— START OF AVAILABLE RECORDS —

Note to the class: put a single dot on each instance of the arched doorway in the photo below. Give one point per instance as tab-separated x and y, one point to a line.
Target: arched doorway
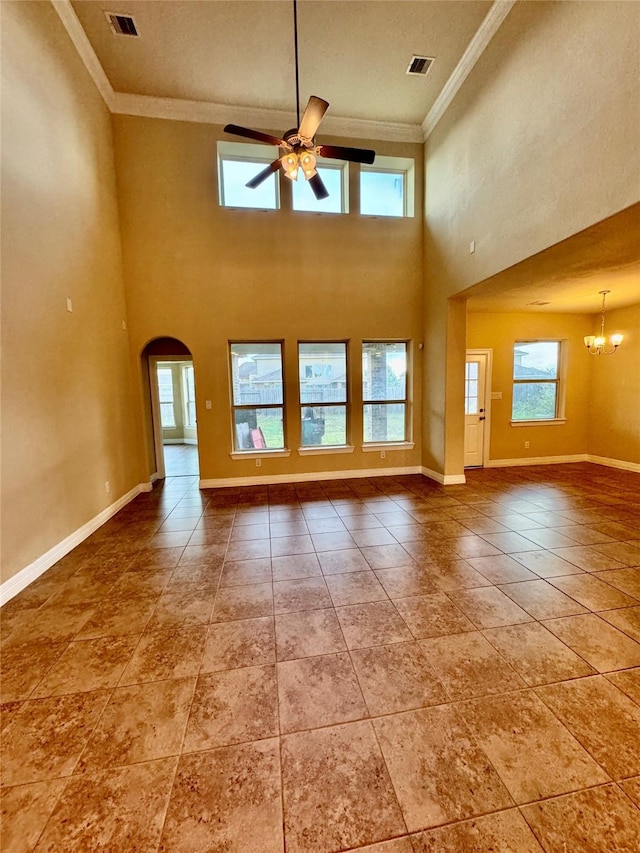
169	380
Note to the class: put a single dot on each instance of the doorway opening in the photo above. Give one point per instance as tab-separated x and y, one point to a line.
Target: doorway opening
172	409
477	384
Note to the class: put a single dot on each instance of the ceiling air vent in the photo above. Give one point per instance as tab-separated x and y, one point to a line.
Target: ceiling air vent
420	65
121	25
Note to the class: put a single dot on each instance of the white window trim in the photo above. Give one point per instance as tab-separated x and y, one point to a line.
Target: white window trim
263	154
560	383
389	165
324	451
391	445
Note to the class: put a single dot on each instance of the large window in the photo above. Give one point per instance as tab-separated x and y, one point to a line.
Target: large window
257	396
334	179
387	188
238	163
189	396
322	370
536	380
165	390
384	391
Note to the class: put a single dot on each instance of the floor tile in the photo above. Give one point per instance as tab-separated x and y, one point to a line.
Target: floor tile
631	787
307	633
439	773
396	678
627	620
339	562
355	588
469	666
25	811
587	558
533	752
226	799
123	808
432	615
627	680
386	556
536	654
140	722
24	665
593	593
501	568
488	607
318	691
593	821
582	705
455	574
547	565
405	581
599	643
301	594
241	572
243	602
88	665
337	791
542	600
45	737
233	706
292	566
230	645
162	653
374	624
626	580
503	832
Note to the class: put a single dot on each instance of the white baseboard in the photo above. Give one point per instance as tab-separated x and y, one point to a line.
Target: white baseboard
536	460
15	584
615	463
444	479
308	477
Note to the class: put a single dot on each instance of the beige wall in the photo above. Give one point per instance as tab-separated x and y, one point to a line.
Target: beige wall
499	332
614	405
540	143
67	422
206	275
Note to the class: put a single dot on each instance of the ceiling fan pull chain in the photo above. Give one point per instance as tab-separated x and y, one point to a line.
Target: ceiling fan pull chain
295	39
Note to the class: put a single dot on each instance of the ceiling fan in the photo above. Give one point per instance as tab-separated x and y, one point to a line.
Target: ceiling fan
298	146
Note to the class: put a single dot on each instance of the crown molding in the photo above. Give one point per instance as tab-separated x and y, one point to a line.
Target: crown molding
82	44
486	31
204	112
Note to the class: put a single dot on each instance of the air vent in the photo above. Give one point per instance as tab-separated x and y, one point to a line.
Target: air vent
420	65
121	25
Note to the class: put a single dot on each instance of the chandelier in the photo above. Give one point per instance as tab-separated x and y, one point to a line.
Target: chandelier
597	344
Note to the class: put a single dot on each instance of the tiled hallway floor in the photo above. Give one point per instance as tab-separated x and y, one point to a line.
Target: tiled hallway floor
380	664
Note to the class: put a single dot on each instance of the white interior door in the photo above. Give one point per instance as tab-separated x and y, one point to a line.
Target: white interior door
475	408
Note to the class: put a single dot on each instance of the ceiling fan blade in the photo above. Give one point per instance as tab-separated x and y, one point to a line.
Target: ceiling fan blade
263	175
315	110
318	187
252	134
353	155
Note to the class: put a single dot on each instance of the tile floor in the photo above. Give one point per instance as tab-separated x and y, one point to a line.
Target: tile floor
381	664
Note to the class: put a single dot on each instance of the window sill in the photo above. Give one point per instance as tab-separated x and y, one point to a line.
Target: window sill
321	451
540	422
258	454
387	445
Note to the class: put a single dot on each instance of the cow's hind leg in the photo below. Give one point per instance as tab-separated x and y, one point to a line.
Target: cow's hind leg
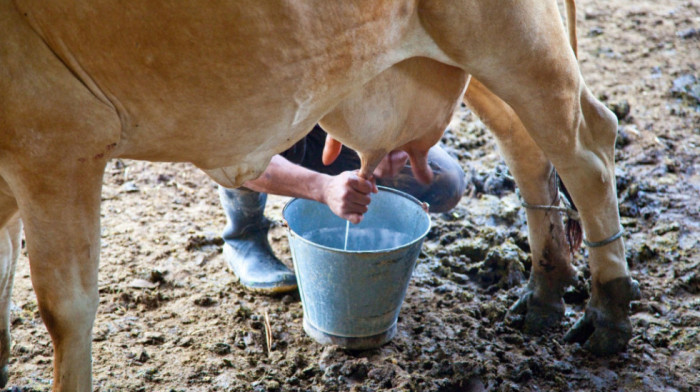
577	133
60	212
538	76
541	304
10	230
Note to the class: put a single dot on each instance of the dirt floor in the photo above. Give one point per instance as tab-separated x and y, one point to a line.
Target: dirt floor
172	318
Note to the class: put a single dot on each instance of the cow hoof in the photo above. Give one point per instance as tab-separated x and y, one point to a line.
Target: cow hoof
537	316
605	328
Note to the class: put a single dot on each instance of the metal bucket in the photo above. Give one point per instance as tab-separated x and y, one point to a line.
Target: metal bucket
352	297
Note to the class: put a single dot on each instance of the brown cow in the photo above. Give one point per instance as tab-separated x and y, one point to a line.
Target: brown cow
228	86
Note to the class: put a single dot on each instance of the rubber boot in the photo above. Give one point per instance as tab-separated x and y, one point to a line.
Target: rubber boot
246	248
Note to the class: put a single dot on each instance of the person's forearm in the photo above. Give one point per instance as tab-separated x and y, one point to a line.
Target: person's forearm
282	177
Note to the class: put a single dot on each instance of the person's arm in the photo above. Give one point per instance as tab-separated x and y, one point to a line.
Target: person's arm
346	194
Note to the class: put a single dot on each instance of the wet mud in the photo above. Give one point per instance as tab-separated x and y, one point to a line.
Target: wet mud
172	318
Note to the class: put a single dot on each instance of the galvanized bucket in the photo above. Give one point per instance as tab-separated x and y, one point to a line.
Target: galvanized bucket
352	297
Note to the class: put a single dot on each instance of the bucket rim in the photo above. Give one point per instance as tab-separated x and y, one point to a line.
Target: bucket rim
407	245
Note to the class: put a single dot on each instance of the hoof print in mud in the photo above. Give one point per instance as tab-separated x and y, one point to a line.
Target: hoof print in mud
605	328
534	316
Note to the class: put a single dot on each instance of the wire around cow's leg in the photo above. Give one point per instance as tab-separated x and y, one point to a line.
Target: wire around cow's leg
541	305
63	243
583	156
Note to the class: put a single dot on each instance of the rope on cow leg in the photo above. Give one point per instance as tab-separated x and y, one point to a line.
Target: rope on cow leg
573	232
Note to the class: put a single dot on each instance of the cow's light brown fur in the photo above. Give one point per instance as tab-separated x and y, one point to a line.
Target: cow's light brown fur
227	85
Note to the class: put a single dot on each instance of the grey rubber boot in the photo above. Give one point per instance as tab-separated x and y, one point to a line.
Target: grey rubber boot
246	248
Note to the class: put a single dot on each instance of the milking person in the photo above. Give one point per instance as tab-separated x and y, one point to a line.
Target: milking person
299	172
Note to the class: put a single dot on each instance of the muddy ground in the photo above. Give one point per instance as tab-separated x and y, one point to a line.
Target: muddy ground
172	318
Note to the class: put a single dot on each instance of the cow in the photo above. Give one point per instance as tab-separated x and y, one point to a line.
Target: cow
228	85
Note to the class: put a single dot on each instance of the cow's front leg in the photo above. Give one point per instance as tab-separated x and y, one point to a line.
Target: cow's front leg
10	230
541	304
61	221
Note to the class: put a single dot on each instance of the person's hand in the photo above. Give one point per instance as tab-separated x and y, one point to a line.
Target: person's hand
391	165
348	195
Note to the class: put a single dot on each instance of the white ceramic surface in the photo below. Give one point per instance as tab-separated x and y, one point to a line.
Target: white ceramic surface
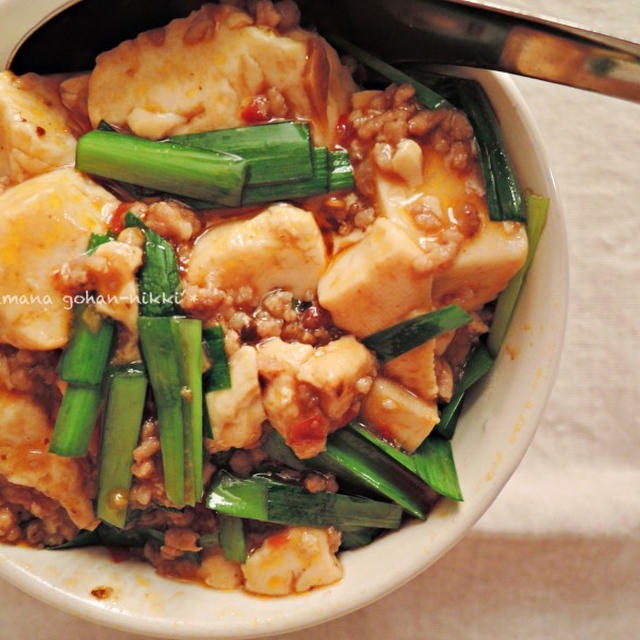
493	434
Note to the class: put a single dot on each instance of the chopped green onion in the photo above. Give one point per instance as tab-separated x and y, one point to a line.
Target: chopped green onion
426	96
218	376
187	333
356	462
173	353
82	366
275	447
162	357
432	461
318	183
340	171
360	467
165	166
403	458
206	423
159	277
260	498
232	540
409	334
485	124
435	465
76	420
85	358
106	535
136	537
478	365
275	152
126	393
209	540
537	208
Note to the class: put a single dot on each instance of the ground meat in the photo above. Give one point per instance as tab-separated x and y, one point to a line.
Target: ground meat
319	482
183	567
148	482
381	121
457	352
342	213
172	221
31	372
177	540
26	515
278	314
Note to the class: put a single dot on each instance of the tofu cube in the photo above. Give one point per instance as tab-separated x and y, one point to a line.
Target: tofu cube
372	284
397	415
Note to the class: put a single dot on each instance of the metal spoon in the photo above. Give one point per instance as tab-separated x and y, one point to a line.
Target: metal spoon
461	32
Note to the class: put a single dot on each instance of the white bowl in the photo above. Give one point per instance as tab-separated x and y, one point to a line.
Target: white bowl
492	437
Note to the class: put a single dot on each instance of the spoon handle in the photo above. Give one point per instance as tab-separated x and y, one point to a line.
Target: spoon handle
481	34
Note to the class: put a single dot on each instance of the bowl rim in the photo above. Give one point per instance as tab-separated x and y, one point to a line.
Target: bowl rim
18	574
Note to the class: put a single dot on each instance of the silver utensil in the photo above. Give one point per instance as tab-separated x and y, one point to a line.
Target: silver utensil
461	32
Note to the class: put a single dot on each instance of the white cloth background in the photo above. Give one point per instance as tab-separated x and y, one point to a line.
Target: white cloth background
558	554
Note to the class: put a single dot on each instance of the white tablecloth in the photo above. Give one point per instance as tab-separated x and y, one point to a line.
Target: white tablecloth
558	554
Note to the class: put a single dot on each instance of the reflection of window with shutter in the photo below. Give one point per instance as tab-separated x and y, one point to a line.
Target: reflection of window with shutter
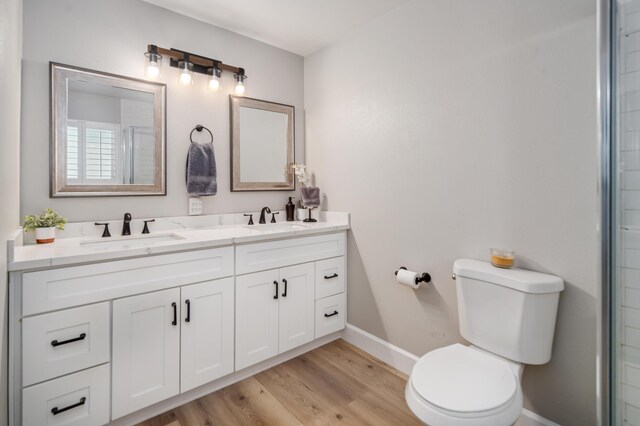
92	153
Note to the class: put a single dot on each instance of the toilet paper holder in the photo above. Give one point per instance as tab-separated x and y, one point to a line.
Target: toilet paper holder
423	278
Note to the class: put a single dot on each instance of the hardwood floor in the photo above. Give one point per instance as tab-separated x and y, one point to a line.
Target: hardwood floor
334	384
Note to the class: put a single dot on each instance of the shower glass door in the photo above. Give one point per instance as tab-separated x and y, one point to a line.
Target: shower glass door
625	214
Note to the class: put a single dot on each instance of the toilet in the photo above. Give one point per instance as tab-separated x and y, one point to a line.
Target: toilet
508	316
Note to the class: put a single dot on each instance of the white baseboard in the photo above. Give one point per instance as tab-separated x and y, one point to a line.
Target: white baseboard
402	360
394	356
537	420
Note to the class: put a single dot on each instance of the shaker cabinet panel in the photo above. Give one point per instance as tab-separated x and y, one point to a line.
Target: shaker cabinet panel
78	285
330	277
62	342
79	399
257	297
146	350
296	316
206	332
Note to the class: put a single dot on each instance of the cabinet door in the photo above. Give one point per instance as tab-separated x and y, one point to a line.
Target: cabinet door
297	304
257	299
207	332
146	350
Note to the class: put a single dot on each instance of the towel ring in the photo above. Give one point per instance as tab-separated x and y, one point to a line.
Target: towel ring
199	128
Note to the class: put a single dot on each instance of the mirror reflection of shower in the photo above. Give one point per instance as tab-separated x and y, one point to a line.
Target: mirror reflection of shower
138	154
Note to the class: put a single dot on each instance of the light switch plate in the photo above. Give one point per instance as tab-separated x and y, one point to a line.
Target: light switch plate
195	206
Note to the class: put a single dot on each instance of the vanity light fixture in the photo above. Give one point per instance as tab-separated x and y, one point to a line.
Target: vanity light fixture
240	78
190	63
186	76
214	81
154	63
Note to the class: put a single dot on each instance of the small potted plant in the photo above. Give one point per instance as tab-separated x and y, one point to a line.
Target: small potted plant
310	194
45	225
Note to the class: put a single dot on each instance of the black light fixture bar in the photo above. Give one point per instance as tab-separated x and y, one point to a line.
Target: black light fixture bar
201	64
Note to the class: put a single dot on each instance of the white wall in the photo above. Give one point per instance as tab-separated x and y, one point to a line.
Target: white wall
10	55
447	128
111	36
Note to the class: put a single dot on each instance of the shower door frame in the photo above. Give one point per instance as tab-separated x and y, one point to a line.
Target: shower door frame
606	109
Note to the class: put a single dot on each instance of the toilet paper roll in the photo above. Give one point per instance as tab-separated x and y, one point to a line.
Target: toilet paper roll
407	277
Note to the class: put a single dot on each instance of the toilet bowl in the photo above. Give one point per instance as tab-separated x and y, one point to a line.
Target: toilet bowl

— END OF AVAILABLE RECORDS —

**THE PROBLEM**
Rewrite the stretch from the line containing "the toilet bowl" through the end of the items above as a numbered list, leaving out any blank lines.

**SOLUTION BELOW**
1. Note to the class: put a single dot on each instance of the toilet bowl in the photo above. Give one point per instance as tab-separated x and y, one point to a line.
2. Target: toilet bowl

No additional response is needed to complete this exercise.